DATA TO PROCESS:
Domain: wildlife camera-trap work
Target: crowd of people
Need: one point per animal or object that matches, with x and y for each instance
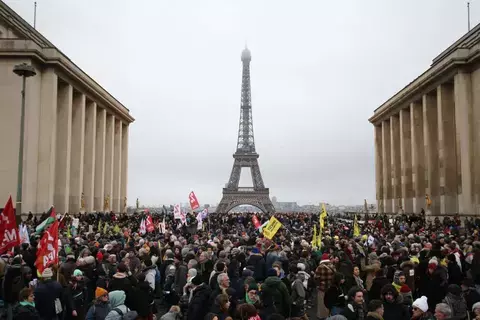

--

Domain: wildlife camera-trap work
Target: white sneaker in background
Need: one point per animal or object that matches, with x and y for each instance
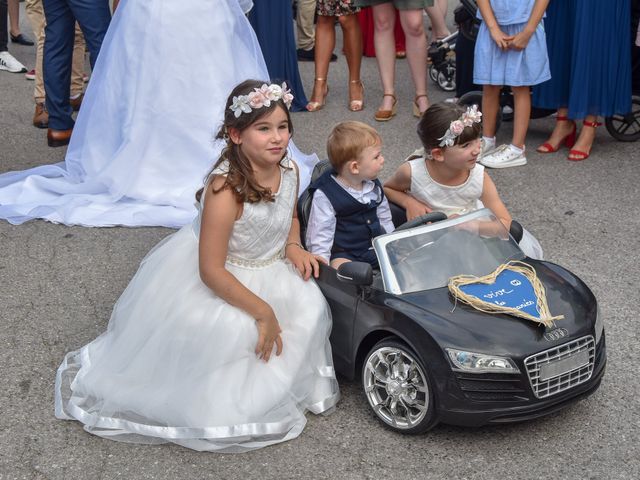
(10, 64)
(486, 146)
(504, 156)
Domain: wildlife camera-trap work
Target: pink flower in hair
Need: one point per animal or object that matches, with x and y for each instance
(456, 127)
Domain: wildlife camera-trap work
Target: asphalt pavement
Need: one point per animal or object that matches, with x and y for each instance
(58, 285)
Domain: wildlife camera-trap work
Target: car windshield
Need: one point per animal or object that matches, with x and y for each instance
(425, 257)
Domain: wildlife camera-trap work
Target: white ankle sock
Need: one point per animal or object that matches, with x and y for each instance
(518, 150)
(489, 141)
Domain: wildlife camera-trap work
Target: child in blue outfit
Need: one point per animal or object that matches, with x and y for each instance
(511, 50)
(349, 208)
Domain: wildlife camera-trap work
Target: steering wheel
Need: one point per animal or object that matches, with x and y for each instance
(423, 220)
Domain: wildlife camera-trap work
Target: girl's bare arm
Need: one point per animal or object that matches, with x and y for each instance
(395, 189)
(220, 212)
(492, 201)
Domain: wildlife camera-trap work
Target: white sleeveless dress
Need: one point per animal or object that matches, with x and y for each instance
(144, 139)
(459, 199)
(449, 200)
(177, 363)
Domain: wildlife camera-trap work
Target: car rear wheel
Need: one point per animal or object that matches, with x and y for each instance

==

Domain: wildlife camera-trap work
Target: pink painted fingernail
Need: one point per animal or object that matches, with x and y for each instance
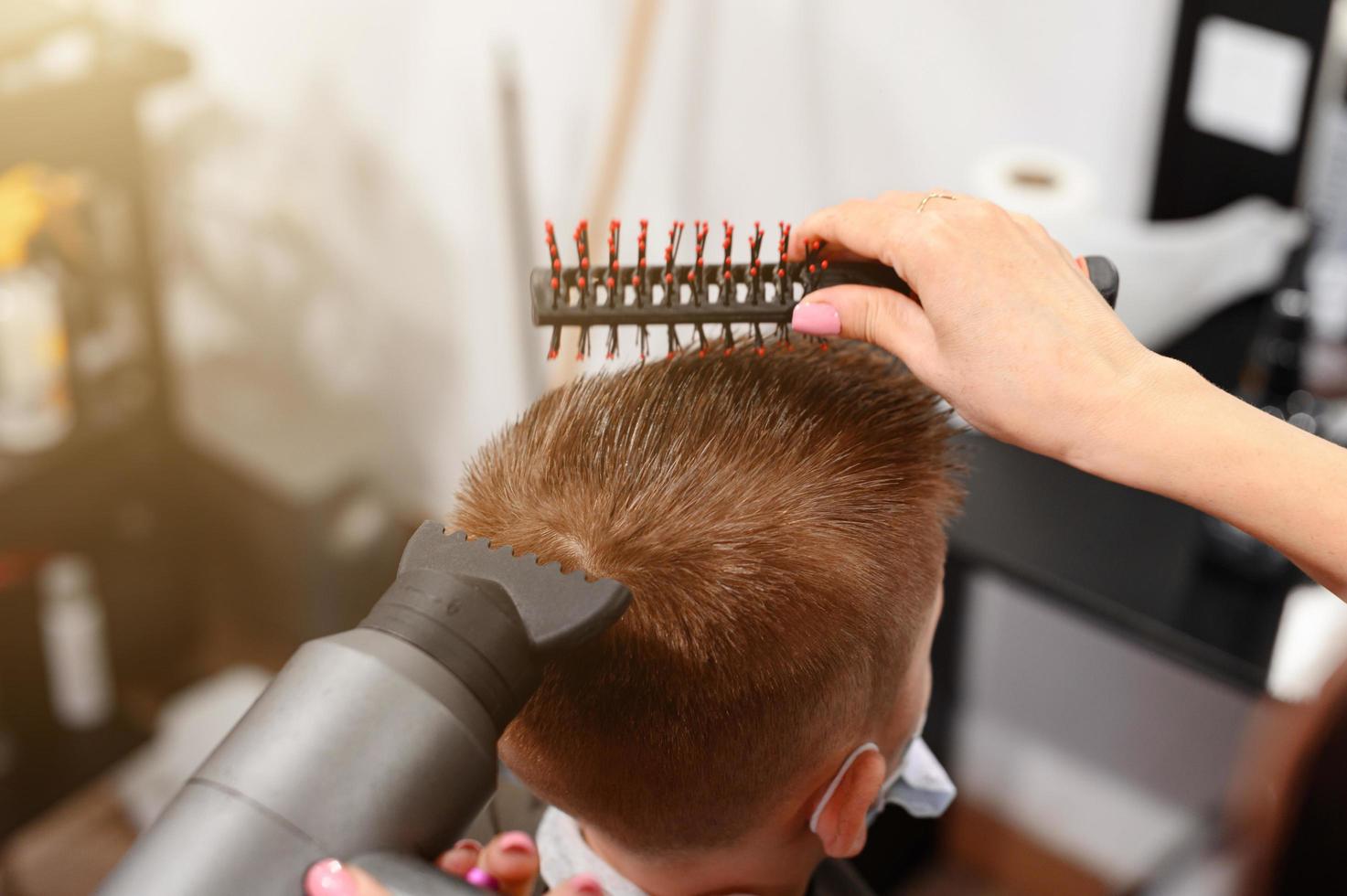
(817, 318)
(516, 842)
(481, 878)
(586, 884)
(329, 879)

PROMPT:
Pick out every line in the entries above that contains the word "Target". Case counts.

TASK ANSWER:
Target: crowd of people
Target: white sneaker in background
Target: pink flower in hair
Target: asphalt pavement
Target: car windshield
Target: white ankle sock
Target: child in blue outfit
Target: steering wheel
Target: girl's bare arm
Target: white sleeveless dress
Target: car rear wheel
Target: pink painted fingernail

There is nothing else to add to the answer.